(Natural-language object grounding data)
------------

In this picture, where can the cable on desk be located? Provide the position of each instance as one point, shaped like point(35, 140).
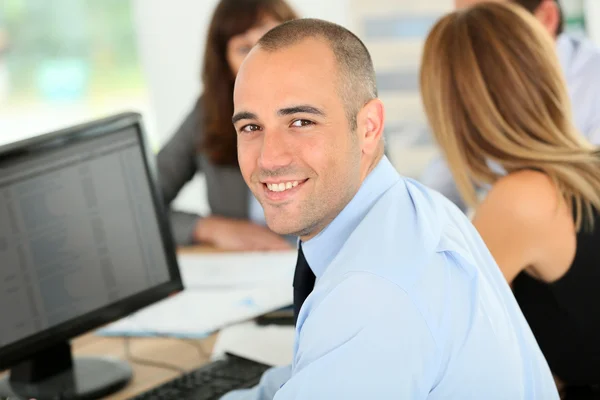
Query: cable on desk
point(144, 361)
point(204, 355)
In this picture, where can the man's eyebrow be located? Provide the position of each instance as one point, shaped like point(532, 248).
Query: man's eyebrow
point(243, 115)
point(300, 109)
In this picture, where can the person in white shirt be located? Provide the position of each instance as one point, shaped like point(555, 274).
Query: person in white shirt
point(580, 61)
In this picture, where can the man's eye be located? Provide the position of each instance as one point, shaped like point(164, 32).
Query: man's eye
point(299, 123)
point(244, 49)
point(250, 128)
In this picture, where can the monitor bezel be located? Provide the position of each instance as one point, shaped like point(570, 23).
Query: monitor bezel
point(24, 349)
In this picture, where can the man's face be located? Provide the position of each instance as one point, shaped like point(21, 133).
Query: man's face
point(295, 147)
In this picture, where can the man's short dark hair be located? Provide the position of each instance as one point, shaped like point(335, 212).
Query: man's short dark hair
point(356, 80)
point(532, 5)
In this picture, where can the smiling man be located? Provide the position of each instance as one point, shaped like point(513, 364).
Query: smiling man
point(396, 296)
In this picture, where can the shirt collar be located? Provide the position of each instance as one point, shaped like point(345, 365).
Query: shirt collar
point(321, 249)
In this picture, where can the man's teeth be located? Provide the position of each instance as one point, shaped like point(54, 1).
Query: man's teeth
point(280, 187)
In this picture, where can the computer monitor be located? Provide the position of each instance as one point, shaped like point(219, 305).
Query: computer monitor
point(84, 240)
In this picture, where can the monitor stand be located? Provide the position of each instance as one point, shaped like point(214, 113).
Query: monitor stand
point(53, 373)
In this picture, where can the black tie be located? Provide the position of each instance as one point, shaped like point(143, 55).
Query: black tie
point(304, 282)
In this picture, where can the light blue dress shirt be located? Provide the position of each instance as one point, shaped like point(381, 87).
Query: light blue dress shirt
point(408, 304)
point(580, 61)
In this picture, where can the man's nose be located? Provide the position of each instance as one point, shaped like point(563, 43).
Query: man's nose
point(275, 152)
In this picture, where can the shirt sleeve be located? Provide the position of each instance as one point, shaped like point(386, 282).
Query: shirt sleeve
point(365, 340)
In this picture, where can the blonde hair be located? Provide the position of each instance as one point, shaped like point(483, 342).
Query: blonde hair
point(493, 90)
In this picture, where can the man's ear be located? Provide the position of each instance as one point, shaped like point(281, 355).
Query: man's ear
point(548, 14)
point(370, 124)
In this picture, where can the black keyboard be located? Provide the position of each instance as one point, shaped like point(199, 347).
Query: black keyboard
point(211, 381)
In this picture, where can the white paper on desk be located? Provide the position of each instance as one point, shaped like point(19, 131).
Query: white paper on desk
point(198, 313)
point(271, 344)
point(199, 270)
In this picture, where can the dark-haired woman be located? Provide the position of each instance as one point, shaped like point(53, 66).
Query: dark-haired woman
point(206, 140)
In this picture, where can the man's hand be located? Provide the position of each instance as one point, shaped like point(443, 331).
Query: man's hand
point(234, 234)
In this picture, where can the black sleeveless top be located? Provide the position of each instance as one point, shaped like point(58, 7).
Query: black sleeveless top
point(565, 315)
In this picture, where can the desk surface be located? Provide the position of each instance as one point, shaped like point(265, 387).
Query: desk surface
point(186, 354)
point(183, 354)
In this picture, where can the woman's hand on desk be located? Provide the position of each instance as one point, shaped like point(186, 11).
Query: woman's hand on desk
point(234, 234)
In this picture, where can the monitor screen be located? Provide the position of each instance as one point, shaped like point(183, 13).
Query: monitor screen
point(84, 240)
point(77, 232)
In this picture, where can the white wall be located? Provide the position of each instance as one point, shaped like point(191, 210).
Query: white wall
point(171, 38)
point(171, 41)
point(592, 15)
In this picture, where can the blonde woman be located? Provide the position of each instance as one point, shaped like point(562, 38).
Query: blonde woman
point(492, 96)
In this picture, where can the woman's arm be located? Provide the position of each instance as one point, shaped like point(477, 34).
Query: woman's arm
point(177, 165)
point(527, 226)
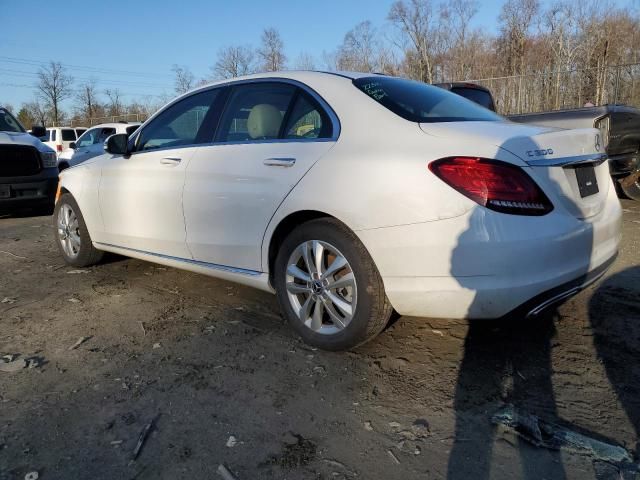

------------

* **WHAT YOU NEED TO DO**: Take the data above and set it down exactly, images excluded.

* **EXPECTED ANSWER**:
In this picture, where can the cable on desk be located? Provide the position of each instance as one point, shaped like point(35, 140).
Query: cable on desk
point(144, 361)
point(204, 355)
In this picture, where can the man's eyebrow be located? Provide the position of each instance as one point, shaped like point(532, 248).
Query: man's eyebrow
point(243, 115)
point(300, 109)
In this picture, where can the person in white shirt be located? Provide the position of each instance as one point, shaped like point(555, 274).
Query: person in white shirt
point(580, 61)
In this picture, where can the man's eye be located? Provide the position of each instance as one point, shaped like point(164, 32).
Query: man's eye
point(299, 123)
point(244, 49)
point(250, 128)
In this picture, where can the monitor bezel be located? Provide the position of each instance as one point, shaped like point(570, 23).
Query: monitor bezel
point(24, 349)
In this picture, where can the man's face be located? Provide the position of each instance as one point, shaped like point(21, 133).
Query: man's face
point(295, 147)
In this picture, where can the man's short dark hair be located? Provide the position of each instance as one point, shaped like point(335, 212).
Query: man's short dark hair
point(356, 80)
point(532, 5)
In this picture, where can the smiling man be located? Provide the position of each instance as one point, shaped like point(513, 364).
Query: smiling man
point(396, 296)
In this picture, where can the shirt collar be located? Provide the position of each instance as one point, shaped like point(345, 365).
Query: shirt collar
point(321, 249)
In this picture, where can the man's teeth be located? Provide the position of each instance as one point, shaped like point(54, 1).
Query: man's teeth
point(280, 187)
In this picture, where can the computer monitor be located? Provide the position of each instance as one point, shaped like point(219, 305).
Query: computer monitor
point(84, 240)
In this picture, where can the monitor stand be located? Provide the position of each instance as one point, shaped like point(214, 113).
Query: monitor stand
point(53, 373)
In this picture, where can the black tie be located? Provide the position of each instance as one point, shaped like point(143, 55).
Query: black tie
point(304, 282)
In this picture, where can the light blue dress shirt be located? Provide the position of each instance as one point, shaped like point(381, 87).
Query: light blue dress shirt
point(408, 304)
point(580, 61)
In this picture, where can the man's nose be located? Provide the position of each instance as one point, shaped like point(563, 43).
Query: man's nose
point(275, 152)
In this picture, where can the shirt sleeve be located? Provide the position of each instance as one point, shaped like point(386, 282).
Query: shirt sleeve
point(365, 340)
In this picture, where can the blonde hair be located? Provide the position of each instance as one point, shaped like point(483, 342).
Query: blonde hair
point(493, 90)
In this picture, where can the man's ear be located? Provide the position of each instance as one point, shaped like point(281, 355).
Query: man's ear
point(548, 14)
point(370, 124)
In this picture, where can the black keyboard be located? Provide the position of each instance as one point, shaped like point(199, 347).
Query: black keyboard
point(211, 381)
In this picture, where can the white paper on desk be located? Provide the position of each instance as one point, shaped like point(19, 131).
Query: white paper on desk
point(198, 313)
point(271, 344)
point(199, 270)
In this picture, where can the dark-haired woman be located? Provide the position of each instance as one point, shaped like point(53, 66).
Query: dark-haired woman
point(206, 140)
In this picture, where can the man's hand be located? Provide the position of each instance as one point, shaped like point(443, 331).
Query: man's hand
point(234, 234)
In this picture, where can the black sleeveless top be located? Provide the position of each instance as one point, shaped like point(58, 7).
Query: black sleeveless top
point(565, 315)
In this picture, where can the desk surface be located? Provide the position of each instance as one point, shaped like point(265, 387).
Query: desk surface
point(186, 354)
point(183, 354)
In this picture, where can the woman's hand on desk be located? Provide the position of each instance as one point, shaped like point(186, 11).
Query: woman's hand on desk
point(234, 234)
In this picture, where can the monitor screen be located? Provide the position of each instance as one point, shaped like point(183, 13).
Query: monitor screen
point(84, 240)
point(77, 232)
In this picture, where can the white wall be located? Provide the position of each instance as one point, shaped like point(191, 210).
Query: white wall
point(171, 38)
point(171, 41)
point(592, 15)
In this picture, where can the blonde woman be located? Provide the position of each instance as one point, shaped like point(562, 38).
Query: blonde woman
point(492, 96)
In this picture, where can the woman's arm be located? Provide the position of each instance as one point, shaped like point(477, 34).
Query: woman's arm
point(177, 165)
point(527, 226)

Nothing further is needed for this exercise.